:: What to do ::
1. Answer these questions about the forum thread on Dagster IO managers, one line each:
(a) Which tool does the first post suggest could improve the s3 parquet IO managers example?
(b) Why, according to the reply, has no s3 parquet IO manager been written?
(c) What kind of duckdb IO manager does the reply say is available?
2. Continue the forum thread on Dagster IO managers from the point at which it ends.

:: Reading passage ::
····················

Hello, is there reason <s3 parquet io managers> ar...
# ask-community
j
Hello, is there reason s3 parquet io managers are not part of the "official" dagster maintained io managers? e.g. you wish to steer users towards s3 duckdb instead? I'm open to being "nudged" in the right direction ;) Aside: I believe the s3 parquet io managers example above can be improved using s3fs so it supports predicate pushdown and column pruning.
j
hey @John Smith there’s no particular reason. I believe we haven’t written a s3 parquet IO manager since there haven’t been user requests for it. We also don’t have a specific s3 duckdb io manager written either fwiw (we do have just a plain duckdb io manager). I think there was a custom one written for an example. In general you should use the set of tools that you determine are best for your project! Based on the example you linked you should be able to write your own s3 IO manager that meets your requirements!

····················

:: Given entries ::
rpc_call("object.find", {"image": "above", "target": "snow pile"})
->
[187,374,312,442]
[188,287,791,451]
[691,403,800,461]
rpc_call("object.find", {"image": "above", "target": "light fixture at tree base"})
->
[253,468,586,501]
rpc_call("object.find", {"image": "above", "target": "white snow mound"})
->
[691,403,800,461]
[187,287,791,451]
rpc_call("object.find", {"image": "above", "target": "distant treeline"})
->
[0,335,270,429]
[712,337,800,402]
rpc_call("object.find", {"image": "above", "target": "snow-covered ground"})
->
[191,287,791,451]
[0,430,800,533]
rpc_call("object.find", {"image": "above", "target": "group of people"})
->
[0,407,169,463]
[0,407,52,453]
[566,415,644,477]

····················

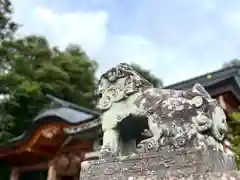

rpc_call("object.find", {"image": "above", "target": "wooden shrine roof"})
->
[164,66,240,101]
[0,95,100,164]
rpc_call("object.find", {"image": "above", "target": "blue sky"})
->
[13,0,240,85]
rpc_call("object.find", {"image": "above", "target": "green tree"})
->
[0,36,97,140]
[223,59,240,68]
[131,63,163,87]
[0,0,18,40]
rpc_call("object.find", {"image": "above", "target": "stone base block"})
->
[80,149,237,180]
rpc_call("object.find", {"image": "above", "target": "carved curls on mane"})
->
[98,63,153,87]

····················

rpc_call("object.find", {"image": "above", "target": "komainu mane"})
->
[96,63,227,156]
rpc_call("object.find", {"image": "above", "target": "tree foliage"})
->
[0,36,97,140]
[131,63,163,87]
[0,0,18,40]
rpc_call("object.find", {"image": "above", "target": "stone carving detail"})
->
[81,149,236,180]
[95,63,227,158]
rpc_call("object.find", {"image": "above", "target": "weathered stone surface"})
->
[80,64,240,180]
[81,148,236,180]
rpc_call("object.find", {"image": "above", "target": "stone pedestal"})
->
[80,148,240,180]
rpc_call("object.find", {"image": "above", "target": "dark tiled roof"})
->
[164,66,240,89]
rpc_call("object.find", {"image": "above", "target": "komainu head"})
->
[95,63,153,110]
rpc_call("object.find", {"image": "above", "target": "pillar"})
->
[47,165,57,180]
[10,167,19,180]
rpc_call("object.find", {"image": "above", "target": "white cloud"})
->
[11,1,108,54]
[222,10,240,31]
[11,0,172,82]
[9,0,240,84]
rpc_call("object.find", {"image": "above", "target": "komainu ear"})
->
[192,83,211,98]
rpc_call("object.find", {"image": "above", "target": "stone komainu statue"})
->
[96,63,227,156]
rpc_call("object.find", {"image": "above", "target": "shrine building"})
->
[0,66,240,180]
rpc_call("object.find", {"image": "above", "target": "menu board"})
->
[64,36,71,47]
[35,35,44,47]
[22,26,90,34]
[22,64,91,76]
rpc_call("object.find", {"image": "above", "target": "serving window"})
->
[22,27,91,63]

····················

:: Answers for the exercise ::
1.
(a) s3fs, so that the example supports predicate pushdown and column pruning.
(b) There have been no user requests for one.
(c) A plain duckdb IO manager.

2.
j
Thanks, https://github.com/dagster-io/dagster/blob/master/examples/project_fully_featured/project_fully_featured/resources/parquet_io_manager.py as per above is written and owned by dagster right? It's just not been given the same "official" status as the duckdb ones Furthermore I appreciate the duckdb io manager isn't specifically for S3 but duckdb supports S3 (almost) out of the box hence there isn't a need for S3 specific one.
j
yes the s3 parquet io manager in the example is owned and maintained by dagster, but since it’s written as part of an example project, it isn’t part of the released
dagster
or `dagster-aws`libraries. it’s intended more as an example of how to write your own custom IO manager. re duckdb - that’s right. I think we had a blog post a couple months ago that talked about duckdb with s3, so i just wasn’t sure if that’s what you were referring to
j
Thanks @jamie could you forward me the link to the post about duckdb on s3? upon closer inspection, the duckdb io managers can only write duckdb tables instead of parquet. from what I've seen e.g. motherDuck, the convention is to store files on S3 as parquet instead of the duckdb parquet format. presumably because one would have to load the entire file back into at least local storage before being able to query the duckDB. Does that sound right?
j
as i suspected both solutions eventually write the data as parquet files in S3 as opposed to duckdb files. is there a reason dagster don't officially maintain a
duckdb-s3-parquet-io-manager
along with the other
duckdb-io-managers
like the one @sandy & Pete shared in the articles above?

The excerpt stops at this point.